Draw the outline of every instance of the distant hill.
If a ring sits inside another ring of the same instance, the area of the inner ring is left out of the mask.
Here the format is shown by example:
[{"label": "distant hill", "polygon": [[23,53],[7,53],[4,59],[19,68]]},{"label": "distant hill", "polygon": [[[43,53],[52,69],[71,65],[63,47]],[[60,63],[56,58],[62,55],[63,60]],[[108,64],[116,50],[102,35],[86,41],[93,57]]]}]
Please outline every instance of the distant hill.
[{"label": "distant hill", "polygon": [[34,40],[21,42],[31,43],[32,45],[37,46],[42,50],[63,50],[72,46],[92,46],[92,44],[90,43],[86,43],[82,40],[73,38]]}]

Written problem |
Please render the records above, from their first line through the line containing "Please outline every", as a numbered list with blank lines left out.

In response |
1. Draw the outline of every instance of the distant hill.
2. If a ring sits inside another ring of the same instance, the area of the inner ring is left out of the mask.
3. Here the format is shown by example:
4. [{"label": "distant hill", "polygon": [[23,53],[7,53],[4,59],[19,68]]},{"label": "distant hill", "polygon": [[[43,53],[52,69],[71,65],[63,47]],[[60,63],[56,58],[62,55],[63,60]],[[108,64],[116,50],[102,35],[86,41],[93,57]]]}]
5. Please outline every instance of the distant hill.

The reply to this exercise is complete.